**Records provided**
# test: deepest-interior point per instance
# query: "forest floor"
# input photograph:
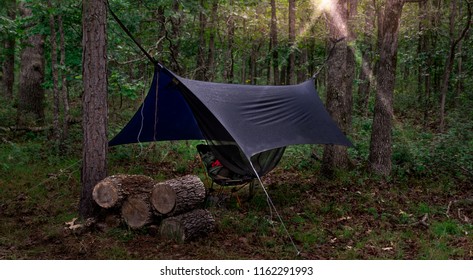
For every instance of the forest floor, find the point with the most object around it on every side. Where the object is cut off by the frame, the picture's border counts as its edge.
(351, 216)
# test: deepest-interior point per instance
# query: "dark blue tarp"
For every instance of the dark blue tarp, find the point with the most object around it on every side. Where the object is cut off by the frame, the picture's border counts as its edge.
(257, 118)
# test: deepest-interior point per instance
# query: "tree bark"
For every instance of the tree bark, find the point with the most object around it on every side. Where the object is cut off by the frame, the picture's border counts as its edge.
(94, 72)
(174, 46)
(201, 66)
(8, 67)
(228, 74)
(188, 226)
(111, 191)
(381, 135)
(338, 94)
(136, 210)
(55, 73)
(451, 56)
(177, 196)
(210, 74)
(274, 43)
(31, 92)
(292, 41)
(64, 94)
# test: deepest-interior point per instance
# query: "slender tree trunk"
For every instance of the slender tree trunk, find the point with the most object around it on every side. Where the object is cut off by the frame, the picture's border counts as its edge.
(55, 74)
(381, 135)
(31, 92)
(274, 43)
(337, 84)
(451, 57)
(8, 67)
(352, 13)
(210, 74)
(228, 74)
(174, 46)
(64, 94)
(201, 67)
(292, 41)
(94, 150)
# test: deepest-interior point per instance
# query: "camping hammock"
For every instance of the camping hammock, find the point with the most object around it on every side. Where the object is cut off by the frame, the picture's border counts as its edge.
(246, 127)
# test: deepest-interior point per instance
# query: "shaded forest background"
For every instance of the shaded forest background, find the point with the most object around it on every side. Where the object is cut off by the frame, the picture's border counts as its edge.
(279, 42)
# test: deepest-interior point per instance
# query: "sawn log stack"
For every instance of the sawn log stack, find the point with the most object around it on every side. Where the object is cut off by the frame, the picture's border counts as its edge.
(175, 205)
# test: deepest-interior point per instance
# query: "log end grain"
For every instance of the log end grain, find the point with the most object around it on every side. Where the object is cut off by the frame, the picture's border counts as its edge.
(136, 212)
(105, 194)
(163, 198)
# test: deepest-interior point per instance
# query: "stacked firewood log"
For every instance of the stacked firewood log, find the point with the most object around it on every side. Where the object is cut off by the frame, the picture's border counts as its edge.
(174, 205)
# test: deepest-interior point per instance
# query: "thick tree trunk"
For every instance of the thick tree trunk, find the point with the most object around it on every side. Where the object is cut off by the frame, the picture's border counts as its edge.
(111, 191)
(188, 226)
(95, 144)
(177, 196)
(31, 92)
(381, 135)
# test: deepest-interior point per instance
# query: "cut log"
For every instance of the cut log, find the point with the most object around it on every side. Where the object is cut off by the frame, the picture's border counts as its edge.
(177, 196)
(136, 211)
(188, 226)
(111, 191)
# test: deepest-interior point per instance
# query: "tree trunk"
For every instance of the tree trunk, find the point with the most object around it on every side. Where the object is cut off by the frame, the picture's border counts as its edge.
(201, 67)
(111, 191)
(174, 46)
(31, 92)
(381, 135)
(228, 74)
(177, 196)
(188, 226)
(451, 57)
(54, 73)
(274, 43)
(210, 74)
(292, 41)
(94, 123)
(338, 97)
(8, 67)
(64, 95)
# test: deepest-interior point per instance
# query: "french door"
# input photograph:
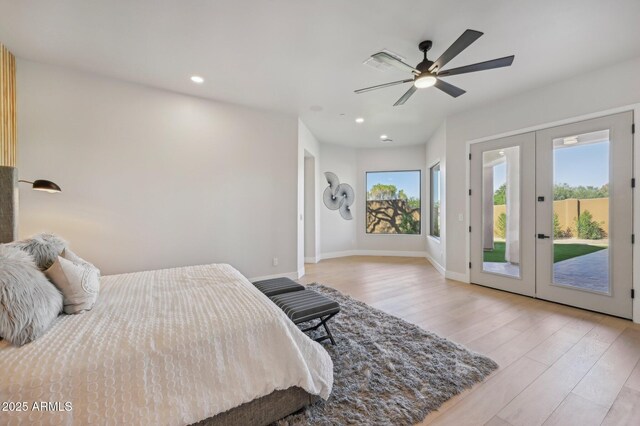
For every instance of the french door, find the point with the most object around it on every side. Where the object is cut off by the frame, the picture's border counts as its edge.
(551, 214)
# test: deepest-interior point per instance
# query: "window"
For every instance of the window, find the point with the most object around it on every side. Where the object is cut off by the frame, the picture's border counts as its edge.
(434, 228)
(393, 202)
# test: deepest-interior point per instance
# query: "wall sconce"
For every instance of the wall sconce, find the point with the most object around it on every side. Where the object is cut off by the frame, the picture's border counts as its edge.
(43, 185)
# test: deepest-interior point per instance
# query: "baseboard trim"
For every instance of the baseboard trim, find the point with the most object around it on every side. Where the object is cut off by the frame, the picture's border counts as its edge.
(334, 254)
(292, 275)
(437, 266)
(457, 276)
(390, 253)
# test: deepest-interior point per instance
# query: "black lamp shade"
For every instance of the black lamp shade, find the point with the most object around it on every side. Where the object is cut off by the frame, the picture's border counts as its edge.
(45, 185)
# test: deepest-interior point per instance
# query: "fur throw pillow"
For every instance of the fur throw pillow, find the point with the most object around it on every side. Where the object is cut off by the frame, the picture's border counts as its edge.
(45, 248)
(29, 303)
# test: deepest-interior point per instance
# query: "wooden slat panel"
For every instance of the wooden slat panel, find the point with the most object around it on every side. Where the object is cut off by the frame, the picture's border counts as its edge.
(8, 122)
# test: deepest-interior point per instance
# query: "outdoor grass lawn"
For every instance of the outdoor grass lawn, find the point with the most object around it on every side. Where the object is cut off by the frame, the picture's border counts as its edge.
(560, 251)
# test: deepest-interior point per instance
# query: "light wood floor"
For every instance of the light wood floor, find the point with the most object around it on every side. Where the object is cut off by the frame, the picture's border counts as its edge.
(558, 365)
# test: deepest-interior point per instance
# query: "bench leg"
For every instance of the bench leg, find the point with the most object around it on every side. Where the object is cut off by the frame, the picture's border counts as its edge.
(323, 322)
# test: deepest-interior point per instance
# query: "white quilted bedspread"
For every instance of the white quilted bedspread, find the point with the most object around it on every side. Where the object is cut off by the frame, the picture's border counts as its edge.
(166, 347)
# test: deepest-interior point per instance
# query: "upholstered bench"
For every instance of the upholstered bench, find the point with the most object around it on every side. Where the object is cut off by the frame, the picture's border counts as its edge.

**Task instructions**
Pick out every line in the records above that contains the word "outdoor", paying attention to upper and lower case, and copy each one.

**Response for this exercise**
# query: "outdoor grass lawn"
For every instance of the outdoor grass lawn, find the point with the most object around it on every side. Where the object is cut off by the frame, the picture's border counts as its edge.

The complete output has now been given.